▶ **Task item**
From the first line to the last, write out the data below exactly.

(Referring expression pointing data)
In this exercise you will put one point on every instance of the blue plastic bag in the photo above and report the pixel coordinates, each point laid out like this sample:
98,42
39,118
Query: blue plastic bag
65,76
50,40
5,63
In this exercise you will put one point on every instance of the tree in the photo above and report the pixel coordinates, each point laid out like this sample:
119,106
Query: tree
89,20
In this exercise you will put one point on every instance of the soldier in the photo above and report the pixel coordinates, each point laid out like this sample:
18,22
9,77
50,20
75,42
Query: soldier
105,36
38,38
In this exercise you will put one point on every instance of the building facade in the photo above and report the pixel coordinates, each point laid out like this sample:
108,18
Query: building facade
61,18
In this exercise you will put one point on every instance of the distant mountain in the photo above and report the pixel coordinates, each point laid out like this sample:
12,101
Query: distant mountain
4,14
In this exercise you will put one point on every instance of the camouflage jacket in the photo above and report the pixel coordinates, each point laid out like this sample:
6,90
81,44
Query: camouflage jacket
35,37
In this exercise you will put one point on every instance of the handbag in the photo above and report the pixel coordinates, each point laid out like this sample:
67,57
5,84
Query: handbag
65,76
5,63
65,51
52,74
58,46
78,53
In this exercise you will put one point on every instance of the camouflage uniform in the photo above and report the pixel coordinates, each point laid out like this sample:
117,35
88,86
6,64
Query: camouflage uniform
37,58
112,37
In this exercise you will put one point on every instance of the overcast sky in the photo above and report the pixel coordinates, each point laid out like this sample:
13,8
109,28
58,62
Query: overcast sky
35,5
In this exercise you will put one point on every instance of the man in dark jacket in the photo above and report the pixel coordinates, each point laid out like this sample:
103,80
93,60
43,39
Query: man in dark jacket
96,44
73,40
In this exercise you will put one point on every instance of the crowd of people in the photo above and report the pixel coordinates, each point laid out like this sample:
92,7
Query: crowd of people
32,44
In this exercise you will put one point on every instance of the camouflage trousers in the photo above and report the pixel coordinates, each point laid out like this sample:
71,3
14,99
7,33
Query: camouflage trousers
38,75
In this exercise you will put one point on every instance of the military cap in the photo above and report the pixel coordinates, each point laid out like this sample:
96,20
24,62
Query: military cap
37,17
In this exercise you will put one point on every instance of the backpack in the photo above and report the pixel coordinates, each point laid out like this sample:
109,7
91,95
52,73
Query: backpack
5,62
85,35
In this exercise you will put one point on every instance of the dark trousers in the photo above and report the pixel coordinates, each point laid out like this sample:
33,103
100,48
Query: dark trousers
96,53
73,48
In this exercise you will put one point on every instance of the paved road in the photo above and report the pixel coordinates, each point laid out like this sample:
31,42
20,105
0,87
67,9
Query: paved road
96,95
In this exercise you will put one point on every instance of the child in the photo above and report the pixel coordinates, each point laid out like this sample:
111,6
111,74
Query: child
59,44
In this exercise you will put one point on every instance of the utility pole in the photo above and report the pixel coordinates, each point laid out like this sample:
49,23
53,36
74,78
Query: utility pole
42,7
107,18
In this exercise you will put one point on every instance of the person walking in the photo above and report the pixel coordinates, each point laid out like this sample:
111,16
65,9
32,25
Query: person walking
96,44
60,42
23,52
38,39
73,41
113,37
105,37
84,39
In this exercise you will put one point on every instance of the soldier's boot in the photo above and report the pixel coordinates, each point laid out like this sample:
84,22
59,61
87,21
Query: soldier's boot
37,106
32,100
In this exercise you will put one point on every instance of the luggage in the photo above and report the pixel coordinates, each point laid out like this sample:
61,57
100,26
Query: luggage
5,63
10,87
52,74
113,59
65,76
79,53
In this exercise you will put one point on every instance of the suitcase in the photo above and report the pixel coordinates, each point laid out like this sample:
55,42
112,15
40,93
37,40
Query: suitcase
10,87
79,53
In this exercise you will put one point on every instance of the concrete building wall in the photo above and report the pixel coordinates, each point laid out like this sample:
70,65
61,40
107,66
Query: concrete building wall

▶ **Output for this exercise**
In this exercise you will put one point on every instance of the blue plastic bag in the photo above and report the pixel coordinates, each point laid out like this sample:
98,42
39,118
Query: blue plastic bag
65,76
50,40
5,63
In this exercise you will put one point on every instance of the tree in the photo above and report the pixel coordinates, each point laid out like this sample:
119,106
Query: tree
89,20
In this exercise you will put one point on every instance of the soldier in the photo above and report the pixel coordinates, each point laid out like this sample:
18,22
9,77
50,20
75,42
Query: soldier
105,36
38,38
In this exercise you will put one point on every instance of the building facade in the photo above and report the pixel coordinates, each point laid out like this sample:
108,18
Query: building facade
61,18
In this exercise you will put one point on every instance of the distant mountain in the photo above and report the pixel coordinates, each point laid out like this sample:
12,101
Query: distant mountain
4,14
In this exercise you will put one point on every instance of the camouflage jacket in the photo above and report the pixel coordinates, each point laid out like this sample:
6,90
81,44
Query: camouflage jacket
35,37
In this exercise you will put one point on every instance of the handbag in the photo above and report the pixel coordinates, each point laid out like this sample:
67,57
5,84
Query: handbag
65,76
5,63
65,51
52,74
58,46
78,53
In this exercise you will put one point on every instance of the camouflage uniform in the photo above and report the pixel coordinates, each point laid out like this sample:
117,35
88,86
6,64
Query: camouflage uniform
37,58
112,37
In this exercise you will put one point on every instance of the overcast sky in the photo above and report the pixel coordinates, each point laid out like this sample:
13,8
109,28
58,62
Query: overcast sky
35,5
In this exercise you will put one point on every instance of the man in dark jacket in the photo above and report the pixel coordinates, each point laid out like this sample:
103,80
93,60
43,39
Query: man in dark jacket
96,44
73,40
In this exercise you will put one point on every instance of the crowd of people in the photo above and report the pixel coordinates, each point laid out like this sample:
92,7
Query: crowd of people
32,44
In this exercise you will put one point on every instance of the camouflage trousers in the photo above and report the pixel coordinates, each point laid out like this sample:
71,3
14,99
7,33
Query: camouflage trousers
38,75
In this exercise you will put one point on every instance of the military cap in the photo above and report the pixel coordinates, each point laid out like this sample:
96,20
24,62
Query: military cap
37,17
In this exercise you will put one point on every instance of the backpack in the photo above and report the pixel coordinates, each point laid out like this sample:
109,7
91,95
52,73
Query: backpack
5,62
85,35
In this exercise you will put one point on every instance of the dark trousers in the photo above and report the pixel coordinates, each point laid out like this sample:
33,103
100,48
Query: dark trousers
96,53
73,48
In this exercise you will put one point on every instance of the paved road in the photo above and report the pixel coordinates, each point laid out like this sample:
31,42
20,105
0,87
67,9
Query: paved road
96,95
In this exercise you will put one point on every instance of the child in the photo above and report the pixel coordinates, each point laid out like this sample:
111,6
111,74
Query: child
59,44
In this exercise you will put one point on every instance of the utility pole in the photo above and report the pixel coordinates, each point laid out like this sample:
49,23
53,36
74,78
Query: utility pole
42,7
107,18
In this exercise you will put one point on every instance of the person walking in the photo above and report the pixel coordinates, each point laid out like this sample:
111,16
65,9
32,25
Query: person walking
96,44
60,42
23,52
38,39
73,41
113,37
105,37
84,39
In this exercise you will put one point on every instance of the soldier's boot in the photo above and report the pixel coordinates, each point laid out like this sample:
84,22
59,61
87,21
Query: soldier's boot
37,106
32,100
In this exercise you will put one point on every instance of the luggage in the photo above and report the pixel coordinates, each point laid out like this sample:
61,57
100,26
Query: luggage
5,63
10,87
52,74
113,59
65,76
79,53
In this exercise you will put one point on every instance of the suitcase in the photo above and report the pixel coordinates, each point laid out like this sample:
55,42
112,15
40,93
37,40
Query: suitcase
10,87
79,53
In this exercise you will put one point on every instance of the concrete building wall in the photo above and report the pixel coordinates, each point laid out like this sample:
70,65
61,40
107,66
Query: concrete building wall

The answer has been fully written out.